_Activity:_ Each entry below should be retyped exactly, with nothing omitted.

_Input records:_
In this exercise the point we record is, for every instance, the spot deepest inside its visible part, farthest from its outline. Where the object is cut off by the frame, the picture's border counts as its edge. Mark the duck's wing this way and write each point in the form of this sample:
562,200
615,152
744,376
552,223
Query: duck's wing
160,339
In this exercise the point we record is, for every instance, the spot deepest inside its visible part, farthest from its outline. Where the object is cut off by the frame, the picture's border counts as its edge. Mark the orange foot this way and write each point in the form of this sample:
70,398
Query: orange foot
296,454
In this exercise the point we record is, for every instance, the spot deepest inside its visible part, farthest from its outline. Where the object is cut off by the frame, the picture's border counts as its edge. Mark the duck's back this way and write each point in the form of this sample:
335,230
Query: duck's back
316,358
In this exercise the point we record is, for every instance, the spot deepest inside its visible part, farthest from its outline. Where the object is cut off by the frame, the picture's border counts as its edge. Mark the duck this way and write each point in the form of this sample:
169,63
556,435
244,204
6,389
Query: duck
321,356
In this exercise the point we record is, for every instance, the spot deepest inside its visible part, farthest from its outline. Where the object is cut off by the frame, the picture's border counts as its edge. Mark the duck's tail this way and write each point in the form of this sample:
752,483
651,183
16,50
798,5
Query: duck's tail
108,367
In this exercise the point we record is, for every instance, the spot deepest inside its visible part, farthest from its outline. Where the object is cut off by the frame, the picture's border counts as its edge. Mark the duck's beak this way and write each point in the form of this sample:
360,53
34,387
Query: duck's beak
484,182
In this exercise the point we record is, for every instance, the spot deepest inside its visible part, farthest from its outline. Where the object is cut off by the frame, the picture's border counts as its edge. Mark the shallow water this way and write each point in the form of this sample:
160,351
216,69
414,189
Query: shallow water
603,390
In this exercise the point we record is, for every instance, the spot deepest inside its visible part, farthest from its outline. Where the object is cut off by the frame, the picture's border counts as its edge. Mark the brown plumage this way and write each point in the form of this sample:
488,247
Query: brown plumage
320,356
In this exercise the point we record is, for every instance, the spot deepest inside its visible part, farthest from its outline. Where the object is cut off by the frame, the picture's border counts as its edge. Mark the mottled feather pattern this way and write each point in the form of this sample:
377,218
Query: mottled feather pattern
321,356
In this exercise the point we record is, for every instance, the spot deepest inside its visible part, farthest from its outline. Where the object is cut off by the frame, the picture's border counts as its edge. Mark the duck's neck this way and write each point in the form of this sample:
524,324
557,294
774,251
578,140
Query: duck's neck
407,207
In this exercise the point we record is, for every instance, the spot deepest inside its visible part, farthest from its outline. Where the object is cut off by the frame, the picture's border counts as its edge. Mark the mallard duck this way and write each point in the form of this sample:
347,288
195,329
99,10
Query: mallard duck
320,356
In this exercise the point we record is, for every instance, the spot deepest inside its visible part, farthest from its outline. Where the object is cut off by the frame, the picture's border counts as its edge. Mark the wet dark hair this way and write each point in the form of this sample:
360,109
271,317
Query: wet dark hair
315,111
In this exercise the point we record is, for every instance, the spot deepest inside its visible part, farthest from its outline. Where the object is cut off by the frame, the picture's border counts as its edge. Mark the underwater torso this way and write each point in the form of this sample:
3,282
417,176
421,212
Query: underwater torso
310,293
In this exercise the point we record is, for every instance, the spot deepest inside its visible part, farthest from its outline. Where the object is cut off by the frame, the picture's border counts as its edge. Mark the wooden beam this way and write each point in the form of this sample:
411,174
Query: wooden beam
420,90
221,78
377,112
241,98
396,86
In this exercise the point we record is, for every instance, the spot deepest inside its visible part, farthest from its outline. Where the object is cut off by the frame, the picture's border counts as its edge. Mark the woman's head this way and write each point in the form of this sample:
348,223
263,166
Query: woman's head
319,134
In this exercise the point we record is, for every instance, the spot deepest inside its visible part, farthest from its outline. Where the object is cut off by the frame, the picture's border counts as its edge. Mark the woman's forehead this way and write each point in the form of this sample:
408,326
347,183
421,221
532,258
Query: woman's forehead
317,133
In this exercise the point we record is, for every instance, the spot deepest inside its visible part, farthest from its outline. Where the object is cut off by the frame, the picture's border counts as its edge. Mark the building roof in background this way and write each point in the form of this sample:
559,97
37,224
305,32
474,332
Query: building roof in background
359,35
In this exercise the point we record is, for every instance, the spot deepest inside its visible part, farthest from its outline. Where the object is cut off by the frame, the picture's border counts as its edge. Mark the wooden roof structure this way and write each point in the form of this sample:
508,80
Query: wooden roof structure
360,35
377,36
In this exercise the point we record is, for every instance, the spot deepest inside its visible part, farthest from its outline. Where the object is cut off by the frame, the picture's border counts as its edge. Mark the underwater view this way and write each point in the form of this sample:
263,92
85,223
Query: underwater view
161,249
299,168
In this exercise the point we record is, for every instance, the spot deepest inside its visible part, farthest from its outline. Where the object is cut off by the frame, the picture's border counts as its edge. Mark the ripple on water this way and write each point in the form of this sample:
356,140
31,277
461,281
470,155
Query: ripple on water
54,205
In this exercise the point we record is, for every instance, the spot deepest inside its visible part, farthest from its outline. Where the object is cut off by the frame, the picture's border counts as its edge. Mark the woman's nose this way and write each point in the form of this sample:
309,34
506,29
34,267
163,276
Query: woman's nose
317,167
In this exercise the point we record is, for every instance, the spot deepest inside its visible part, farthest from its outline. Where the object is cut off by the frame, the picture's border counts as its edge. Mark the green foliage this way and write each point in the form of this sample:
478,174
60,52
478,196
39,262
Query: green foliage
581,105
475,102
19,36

_Task response:_
In this exercise the point we record is, for every instance, the spot deepest inside its visible part, farthest from its outline. Where the object is cut off by the frame, the picture's border counts as its edge. Mark the duck's wing this way and write each point in the form of this sample:
562,200
615,152
744,376
552,223
Query: duck's wing
160,339
In this exercise the point we record is, for every instance, the spot deepest inside its visible part, farthest from its outline. Where the object is cut off by the frame, the picture's border counts as its edge. Mark the orange foot this way and write each point in the form of this sample:
70,398
Query: orange foot
296,454
In this exercise the point we record is, for every instance, the spot deepest inside its visible part, farthest from its outline. Where the object is cut off by the frame, the picture's border counts as its edge. Mark the duck's back this way and write each point in the form of this sample:
335,230
Query: duck's back
316,358
In this exercise the point we record is, for every instance, the spot deepest inside its visible part, farthest from its outline. Where the object is cut off by the frame, the picture's border counts as its edge. Mark the duck this way and write each point in the form of this sample:
169,63
556,435
244,204
6,389
Query: duck
321,356
In this exercise the point we record is, for every instance, the spot deepest inside its visible part, farthest from its outline. Where the object is cut off by the frame, the picture's border counts as its edge. Mark the duck's tail this way and write each point in the form of this sample:
752,483
651,183
16,50
798,5
Query: duck's tail
108,367
In this exercise the point we record is, for every instance, the spot deepest inside its visible part, farthest from its outline. Where the object is cut off by the frame, the picture's border counts as its edge. Mark the duck's beak this way and write each point in the form of this sample:
360,53
34,387
Query: duck's beak
484,182
In this exercise the point we record is, for every instance, the spot deepest inside its visible part, farthest from its outline. Where the object is cut off by the frame, the picture's border counts as its edge. Mark the shallow water this way and write each point in the form of this sample:
160,351
216,69
414,189
Query: shallow water
603,390
In this exercise the point we record is, for every instance, the spot deepest inside its visible part, farthest from its outline. Where the object is cut off by the frame, the picture's border counts as its edge. Mark the brown plumage this way and write each point in the form of this sample:
488,247
Query: brown plumage
320,356
In this exercise the point we record is, for every instance, the spot deepest inside its visible part, farthest from its outline. Where the object is cut off by the frame, the picture's border counts as its edge. Mark the mottled feather pattern this way and write each point in the form of this sample:
377,218
Query: mottled feather pattern
321,356
In this exercise the point we record is, for every instance, the spot deepest inside its visible part, farthest from its outline. Where the object is cut off by the frame, the picture's border counts as its edge. Mark the duck's neck this way and write each point in the form of this sample:
524,324
557,294
774,251
578,140
Query: duck's neck
407,207
In this exercise the point we record is, for every instance, the spot deepest inside its visible part, farthest from its outline. Where the object is cut off by the frame, the picture's border counts as its edge. Mark the mallard duck this way and write each point in the form of this sample:
347,288
195,329
99,10
Query: mallard duck
320,356
In this exercise the point we record is, for every instance, the spot deepest inside its visible part, farthest from its outline. Where the object is cut off by the frame, the picture's border counts as its edge. Mark the wet dark hair this way and write each point in the form of this sample:
360,109
271,317
Query: wet dark hair
315,111
In this exercise the point we record is, for every instance, the spot deepest inside its visible part, farthest from its outline. Where the object is cut off by the frame, the picture's border counts as its edge. Mark the underwater torso this way and write each point in the form of this sample:
3,282
417,176
421,212
Query: underwater torso
310,293
In this exercise the point we record is, for every instance, the spot deepest inside its visible part, farthest from its outline. Where the object is cut off by the frame, the picture's border counts as its edge. Mark the wooden beam this way and write each point in the form of this sample:
411,174
Query: wooden beam
420,90
221,78
377,112
241,98
396,86
In this exercise the point we record is, for every instance, the spot deepest inside its visible part, farthest from its outline. Where the object is cut off by the frame, the picture's border counts as its edge. Mark the woman's head this way and write each point in the form of this sample:
348,223
263,166
Query: woman's head
319,134
In this exercise the point we record is, for every instance, the spot deepest inside its visible part, farthest from its outline. Where the object is cut off by the frame, the picture's border counts as its edge. Mark the woman's forehead this way and write each point in the form of this sample:
408,326
347,183
421,221
532,258
Query: woman's forehead
317,133
In this exercise the point we record is, for every instance, the spot deepest inside its visible part, farthest from its outline. Where the object is cut off by the frame, the picture's border counts as its edge. Mark the building roof in background this way and write each point in the form of this sample:
559,97
37,224
305,32
474,332
Query: building roof in background
359,35
In this exercise the point we record is, for every instance, the spot deepest inside its visible part, farthest from its outline. Where the object is cut off by the frame, the picture's border counts as its edge. Mark the wooden roof structure this way and write each point in the form of this sample:
508,80
Query: wooden roof structure
360,35
377,36
In this exercise the point we record is, for every instance, the spot deepest inside its visible part, farthest from its outline. Where the object is cut off by the frame, the picture's border counts as its edge. Mark the underwater view this way and write each point in the form of this sample:
263,92
85,223
Query: underwater view
161,249
299,168
In this exercise the point we record is, for every instance, the spot deepest inside its visible part, farthest from its outline. Where the object is cut off by the frame, the picture's border counts as its edge. Mark the ripple on water this way and write each point in the form of this sample:
356,140
31,277
461,281
470,155
Query: ripple on water
54,205
In this exercise the point we record is, for every instance, the spot deepest inside its visible part, farthest from its outline. Where the object is cut off by the frame, the picture's border counts as its edge. Mark the woman's nose this way and write each point in the form of this sample:
309,34
506,29
34,267
163,276
Query: woman's nose
317,167
In this exercise the point we record is, for every instance, the spot deepest inside its visible part, farthest from its outline. Where the object is cut off by the frame, the picture's border counts as its edge. Mark the green foliage this way and write each point in the form of this sample:
478,174
60,52
478,196
39,262
Query: green foliage
581,105
475,102
19,36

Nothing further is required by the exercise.